# Text passage
§
Falluja fighters dent US morale

Under cover of darkness, US Marine snipers hunting the fighters of Falluja have spent a long night on Iraq’s desert sand, emerging with little but frustration. 

The fighters have mastered the art of attacking occupation

“We were on some very exposed ground and we didn’t get anyone,” said an exhausted Lance Corporal Migel Nunez, 22, of Elgin, Texas. 

It was their tenth ambush mission in Iraq, none of which killed or captured a fighter near the city, site of a weeks-long standoff with resistance fighters who the US occupation forces say include Saddam Hussein loyalists and foreign Muslim fighters. 

For weeks US Marines operating near the city have been searching houses, hunting suspected fighters and setting up ambush positions deep in enemy territory. 

Few results

But the operations have yielded few tangible results and despite their high-tech weapons and draconian discipline, US Marines are struggling against resourceful resistance fighters with no clear leadership, structure or supply lines. 

“It is just impossible to tell them apart. They can’t aim very well and they don’t have lots of weapons but they are resourceful and smart. They are geting better”
§
# Records

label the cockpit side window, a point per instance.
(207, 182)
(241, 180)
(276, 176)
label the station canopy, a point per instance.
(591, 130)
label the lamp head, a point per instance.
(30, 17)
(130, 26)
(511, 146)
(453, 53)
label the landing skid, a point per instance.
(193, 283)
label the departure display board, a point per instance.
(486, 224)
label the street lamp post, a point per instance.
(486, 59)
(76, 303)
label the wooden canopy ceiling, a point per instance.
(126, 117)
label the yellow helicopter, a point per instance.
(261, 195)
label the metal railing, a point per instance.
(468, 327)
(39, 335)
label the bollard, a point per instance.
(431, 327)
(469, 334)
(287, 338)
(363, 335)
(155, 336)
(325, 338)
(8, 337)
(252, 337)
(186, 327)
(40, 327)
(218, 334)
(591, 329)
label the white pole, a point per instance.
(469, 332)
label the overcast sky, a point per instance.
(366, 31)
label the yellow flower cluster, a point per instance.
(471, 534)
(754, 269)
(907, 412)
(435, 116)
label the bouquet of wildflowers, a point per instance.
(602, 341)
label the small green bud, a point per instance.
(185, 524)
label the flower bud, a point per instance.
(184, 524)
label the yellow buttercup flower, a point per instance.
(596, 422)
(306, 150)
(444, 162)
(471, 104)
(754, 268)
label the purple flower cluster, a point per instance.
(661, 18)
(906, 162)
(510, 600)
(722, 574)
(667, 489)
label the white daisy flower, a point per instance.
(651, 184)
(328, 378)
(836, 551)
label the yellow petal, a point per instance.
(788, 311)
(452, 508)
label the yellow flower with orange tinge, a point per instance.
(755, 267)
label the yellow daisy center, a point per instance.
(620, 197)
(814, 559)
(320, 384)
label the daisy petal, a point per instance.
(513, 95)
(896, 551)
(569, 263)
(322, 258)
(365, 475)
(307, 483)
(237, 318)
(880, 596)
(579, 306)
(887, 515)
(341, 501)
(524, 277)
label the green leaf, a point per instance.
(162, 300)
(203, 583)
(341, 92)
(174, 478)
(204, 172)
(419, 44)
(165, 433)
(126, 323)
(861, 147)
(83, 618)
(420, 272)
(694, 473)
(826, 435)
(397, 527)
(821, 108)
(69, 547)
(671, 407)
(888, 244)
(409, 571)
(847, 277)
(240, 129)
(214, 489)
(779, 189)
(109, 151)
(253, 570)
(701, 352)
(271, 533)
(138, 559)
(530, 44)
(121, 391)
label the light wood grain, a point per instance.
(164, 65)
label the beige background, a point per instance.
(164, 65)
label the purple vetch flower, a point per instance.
§
# Directive 1
How would you put this sentence from the Falluja article into Spanish: "For weeks US Marines operating near the city have been searching houses, hunting suspected fighters and setting up ambush positions deep in enemy territory."?
# Directive 2
From the Falluja article, extract the part that opens with the words containing "Under cover of" and closes with "foreign Muslim fighters.".

# Exercise result 1
Durante semanas, los marines estadounidenses que operan cerca de la ciudad han estado registrando casas, persiguiendo a presuntos combatientes y estableciendo posiciones de emboscada en lo profundo del territorio enemigo.

# Exercise result 2
Under cover of darkness, US Marine snipers hunting the fighters of Falluja have spent a long night on Iraq’s desert sand, emerging with little but frustration. 

The fighters have mastered the art of attacking occupation

“We were on some very exposed ground and we didn’t get anyone,” said an exhausted Lance Corporal Migel Nunez, 22, of Elgin, Texas. 

It was their tenth ambush mission in Iraq, none of which killed or captured a fighter near the city, site of a weeks-long standoff with resistance fighters who the US occupation forces say include Saddam Hussein loyalists and foreign Muslim fighters.